* _Set exercise A_
Could you retype the roadhouse bar passage word for word, beginning at the words "There’s even a" and stopping after "blah Braintree thing."?
* _Set exercise B_
Can you extend the roadhouse bar passage, picking up right after its final sentence?

* _Passage shown_
---

Except, there’s a complete roadhouse shit-hole bar, in which you walk in and it’s like you crossed a threshold into a magical place apart from all the rest of Silicon Valley. I swear to god, Patrick Swayze could be the cooler and Sam Elliot would end up dead in this place.

There’s even a grumpy, older woman, with long, strung out gray hair, who seems to be a lesbian from her heckles, who wears an eye patch. An honest-to-fucking-god, check me out, I’m Salty Pete the Pirate, black with a black strap diagonally bisecting your face, fucking eye patch. I swear to every deity, a woman sporting a pirate’s patch.

And, this dive among dives (complete with shuffleboard) has a really pretty damn fun comedy show on Friday nights.

It actually has two demographics that it fucking kills me but I usually do pretty well among — suburbanites and kind of the unwashed blue collar will it be Bud or Coors tonight? folks. Maybe it’s a you can take the girl out of Braintree, but blah blah Braintree thing.

---

* _Extracted information_
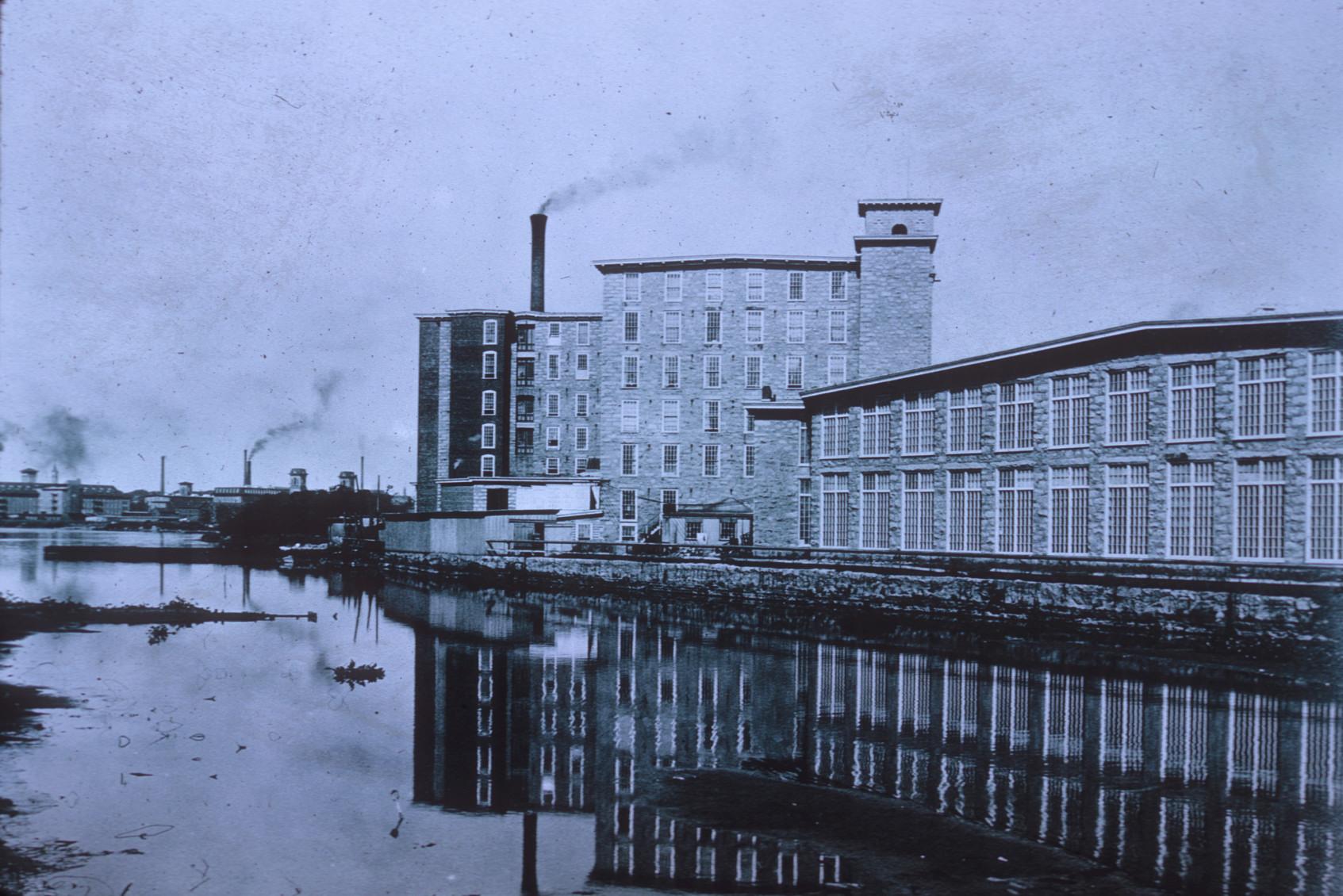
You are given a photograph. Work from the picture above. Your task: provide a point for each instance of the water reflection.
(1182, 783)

---

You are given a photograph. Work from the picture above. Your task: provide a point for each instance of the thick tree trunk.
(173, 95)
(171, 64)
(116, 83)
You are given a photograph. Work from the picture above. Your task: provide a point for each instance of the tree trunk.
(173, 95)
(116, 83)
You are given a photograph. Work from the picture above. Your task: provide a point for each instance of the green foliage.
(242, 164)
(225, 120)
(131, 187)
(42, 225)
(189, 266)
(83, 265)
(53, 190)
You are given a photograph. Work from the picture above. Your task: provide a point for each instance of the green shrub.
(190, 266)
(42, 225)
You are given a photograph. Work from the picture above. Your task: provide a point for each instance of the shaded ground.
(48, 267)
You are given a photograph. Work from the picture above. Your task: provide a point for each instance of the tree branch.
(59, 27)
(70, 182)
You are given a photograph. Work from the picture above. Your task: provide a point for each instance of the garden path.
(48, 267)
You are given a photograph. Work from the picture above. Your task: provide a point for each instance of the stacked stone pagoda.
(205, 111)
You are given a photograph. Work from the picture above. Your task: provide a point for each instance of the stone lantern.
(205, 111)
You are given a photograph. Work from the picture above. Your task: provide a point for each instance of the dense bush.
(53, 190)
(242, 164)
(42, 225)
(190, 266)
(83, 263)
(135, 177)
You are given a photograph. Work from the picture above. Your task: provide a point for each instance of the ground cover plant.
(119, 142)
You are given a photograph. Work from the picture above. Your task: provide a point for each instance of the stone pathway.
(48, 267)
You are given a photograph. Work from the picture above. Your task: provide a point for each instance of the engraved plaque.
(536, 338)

---

* _Expected answer A_
There’s even a grumpy, older woman, with long, strung out gray hair, who seems to be a lesbian from her heckles, who wears an eye patch. An honest-to-fucking-god, check me out, I’m Salty Pete the Pirate, black with a black strap diagonally bisecting your face, fucking eye patch. I swear to every deity, a woman sporting a pirate’s patch.

And, this dive among dives (complete with shuffleboard) has a really pretty damn fun comedy show on Friday nights.

It actually has two demographics that it fucking kills me but I usually do pretty well among — suburbanites and kind of the unwashed blue collar will it be Bud or Coors tonight? folks. Maybe it’s a you can take the girl out of Braintree, but blah blah Braintree thing.

* _Expected answer B_
M. things it rather amusing that my greatest triumphs have been suburban. And, he doesn’t even know fully and completely the irony, having not grown up or known me way back when in the environment that I have done everything to leave.

Anyway, I did the open mike half of the show and had some rock star coolness after watching a few people sucking it to the sound of crickets. Nothing like a couple of actual punch lines and a little bit of delivery and timing to make you stand out at an open mike.

By the way, anyone out in Boston stumbling on this post — Here’s a thought about something I see here all the time, but never saw in Boston. Do two shows in one. Have an open mike either as a late night thing or a bit earlier in the night thing with all your typical sucking, painful open mike comedy wannabees and strivers. Along side it, either before or after, have some real comedians (and I mean ones with actual jokes at which strangers laugh who have worked at legit places not just other open mikes) do a showcase show. Advertise, hype, flyer, invite friends to the real show (and importantly for return visits, again use actually funny people), and let that show be the showpiece. Then, you might just string along some folks to the open mike, but be clear where the differences are and the treat that is in store when the actual show takes place.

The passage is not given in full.